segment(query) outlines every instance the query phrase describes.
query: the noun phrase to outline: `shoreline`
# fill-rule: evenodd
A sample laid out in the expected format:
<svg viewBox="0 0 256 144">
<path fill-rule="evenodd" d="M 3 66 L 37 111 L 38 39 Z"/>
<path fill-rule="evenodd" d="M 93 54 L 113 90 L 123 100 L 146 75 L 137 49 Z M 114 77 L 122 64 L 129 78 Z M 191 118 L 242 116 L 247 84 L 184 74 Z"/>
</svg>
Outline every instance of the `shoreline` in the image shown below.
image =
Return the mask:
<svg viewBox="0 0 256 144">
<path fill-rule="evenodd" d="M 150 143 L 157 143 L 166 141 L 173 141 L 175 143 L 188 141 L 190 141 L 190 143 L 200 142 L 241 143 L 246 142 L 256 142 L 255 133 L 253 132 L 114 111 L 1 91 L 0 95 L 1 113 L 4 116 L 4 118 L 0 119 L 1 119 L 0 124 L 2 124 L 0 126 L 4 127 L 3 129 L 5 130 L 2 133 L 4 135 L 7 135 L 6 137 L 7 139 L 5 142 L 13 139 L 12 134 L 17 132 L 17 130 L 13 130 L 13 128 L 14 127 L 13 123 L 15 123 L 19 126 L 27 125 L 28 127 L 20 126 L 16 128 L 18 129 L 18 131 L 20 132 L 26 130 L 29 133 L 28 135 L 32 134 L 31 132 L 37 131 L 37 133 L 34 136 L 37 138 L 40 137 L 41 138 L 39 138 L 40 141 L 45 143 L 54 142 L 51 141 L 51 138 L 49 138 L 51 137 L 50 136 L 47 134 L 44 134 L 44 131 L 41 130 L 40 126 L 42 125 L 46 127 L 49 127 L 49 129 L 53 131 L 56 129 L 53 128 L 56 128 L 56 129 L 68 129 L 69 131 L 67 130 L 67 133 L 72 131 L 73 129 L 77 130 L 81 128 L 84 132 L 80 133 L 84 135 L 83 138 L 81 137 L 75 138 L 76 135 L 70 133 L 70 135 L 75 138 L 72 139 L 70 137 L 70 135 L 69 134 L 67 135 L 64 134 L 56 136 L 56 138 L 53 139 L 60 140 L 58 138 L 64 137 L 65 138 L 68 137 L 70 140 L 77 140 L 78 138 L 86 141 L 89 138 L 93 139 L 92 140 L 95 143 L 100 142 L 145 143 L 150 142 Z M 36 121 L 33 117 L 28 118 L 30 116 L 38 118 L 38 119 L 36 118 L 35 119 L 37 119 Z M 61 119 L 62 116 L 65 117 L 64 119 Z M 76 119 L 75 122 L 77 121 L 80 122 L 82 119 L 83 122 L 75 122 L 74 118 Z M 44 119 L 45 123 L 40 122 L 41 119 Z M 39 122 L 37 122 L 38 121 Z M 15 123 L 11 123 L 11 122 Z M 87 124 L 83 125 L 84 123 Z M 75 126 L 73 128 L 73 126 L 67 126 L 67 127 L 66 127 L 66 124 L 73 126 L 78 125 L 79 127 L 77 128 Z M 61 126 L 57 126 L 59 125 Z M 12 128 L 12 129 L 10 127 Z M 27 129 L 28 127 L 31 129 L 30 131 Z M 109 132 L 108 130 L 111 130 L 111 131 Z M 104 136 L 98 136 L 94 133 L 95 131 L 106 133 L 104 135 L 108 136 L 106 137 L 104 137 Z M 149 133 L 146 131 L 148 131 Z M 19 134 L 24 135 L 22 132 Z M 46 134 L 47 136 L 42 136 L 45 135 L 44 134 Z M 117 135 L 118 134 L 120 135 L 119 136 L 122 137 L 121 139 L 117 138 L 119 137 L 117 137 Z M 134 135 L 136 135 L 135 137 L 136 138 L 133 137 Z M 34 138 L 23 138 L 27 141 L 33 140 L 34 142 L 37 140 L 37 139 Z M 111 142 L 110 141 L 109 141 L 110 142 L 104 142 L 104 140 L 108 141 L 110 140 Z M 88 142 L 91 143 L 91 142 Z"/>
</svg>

▶ **Exercise details**: Rewrite the data above, replacing every "shoreline" with "coastline" and leaving everything else unchanged.

▶ **Result of the exercise**:
segment(query) outlines every instance the query phrase describes.
query: the noun phrase to outline: `coastline`
# fill-rule: evenodd
A sample laid out in the expected format:
<svg viewBox="0 0 256 144">
<path fill-rule="evenodd" d="M 3 66 L 37 111 L 38 39 Z"/>
<path fill-rule="evenodd" d="M 93 54 L 113 90 L 123 100 L 146 75 L 137 49 Z M 114 77 L 122 64 L 129 78 Z M 191 118 L 242 116 L 247 84 L 184 74 Z"/>
</svg>
Outline every instance of the `coastline` in the image shown below.
image =
Return the mask:
<svg viewBox="0 0 256 144">
<path fill-rule="evenodd" d="M 150 143 L 157 143 L 166 141 L 173 141 L 175 143 L 188 141 L 190 141 L 190 143 L 200 142 L 241 143 L 246 142 L 256 142 L 255 133 L 253 132 L 114 111 L 1 91 L 0 95 L 1 113 L 4 116 L 4 118 L 0 119 L 1 119 L 0 124 L 2 124 L 0 126 L 4 127 L 3 129 L 5 130 L 2 133 L 4 135 L 7 135 L 6 137 L 7 139 L 5 142 L 13 139 L 12 134 L 17 132 L 17 130 L 13 130 L 13 128 L 14 127 L 13 123 L 15 123 L 19 126 L 27 125 L 28 127 L 20 126 L 16 128 L 18 129 L 18 131 L 20 132 L 26 130 L 29 133 L 28 135 L 32 134 L 31 132 L 37 131 L 37 133 L 34 136 L 37 138 L 40 137 L 41 138 L 39 138 L 40 141 L 45 143 L 54 142 L 51 141 L 51 138 L 49 138 L 51 137 L 50 136 L 47 134 L 44 134 L 44 131 L 41 130 L 40 126 L 42 125 L 46 127 L 49 127 L 49 129 L 53 131 L 56 129 L 53 128 L 56 128 L 56 129 L 68 129 L 69 131 L 67 130 L 67 133 L 72 131 L 73 129 L 77 130 L 81 128 L 84 132 L 80 133 L 84 135 L 83 138 L 81 137 L 75 138 L 76 135 L 70 133 L 70 135 L 75 138 L 72 139 L 70 137 L 70 135 L 69 134 L 67 135 L 64 134 L 56 136 L 56 138 L 53 139 L 60 140 L 58 138 L 64 137 L 65 138 L 68 137 L 70 140 L 77 140 L 78 138 L 86 141 L 89 138 L 93 139 L 92 140 L 95 143 L 100 142 L 145 143 L 150 142 Z M 36 121 L 33 117 L 28 118 L 30 116 L 38 118 L 38 119 L 36 118 L 35 119 L 37 119 Z M 61 119 L 62 116 L 65 117 L 64 119 Z M 76 119 L 75 122 L 77 121 L 80 122 L 82 119 L 83 122 L 75 122 L 74 118 Z M 44 119 L 45 123 L 40 122 L 41 119 Z M 39 122 L 37 122 L 38 121 Z M 15 123 L 11 123 L 11 122 Z M 87 124 L 83 125 L 84 123 Z M 75 126 L 73 128 L 73 126 L 67 126 L 67 127 L 66 127 L 66 124 L 73 126 L 78 125 L 79 127 L 77 128 Z M 61 126 L 57 126 L 59 125 Z M 12 128 L 12 129 L 10 127 Z M 27 129 L 28 127 L 31 129 L 30 131 Z M 109 132 L 108 130 L 111 130 L 111 131 Z M 104 136 L 98 136 L 94 133 L 95 131 L 106 133 L 104 135 L 108 136 L 106 137 L 104 137 Z M 149 133 L 146 131 L 148 131 Z M 19 134 L 24 135 L 22 132 Z M 46 134 L 47 136 L 42 136 L 45 135 L 44 134 Z M 117 135 L 118 134 L 120 135 L 119 136 L 122 137 L 121 139 L 117 138 L 119 137 L 117 137 Z M 134 135 L 136 135 L 135 137 L 136 138 L 133 137 Z M 34 138 L 23 138 L 27 141 L 33 140 L 34 142 L 37 140 L 37 139 Z M 111 142 L 110 141 L 109 141 L 110 142 L 104 142 L 104 140 L 108 141 L 110 140 Z M 88 142 L 91 143 L 91 142 Z"/>
</svg>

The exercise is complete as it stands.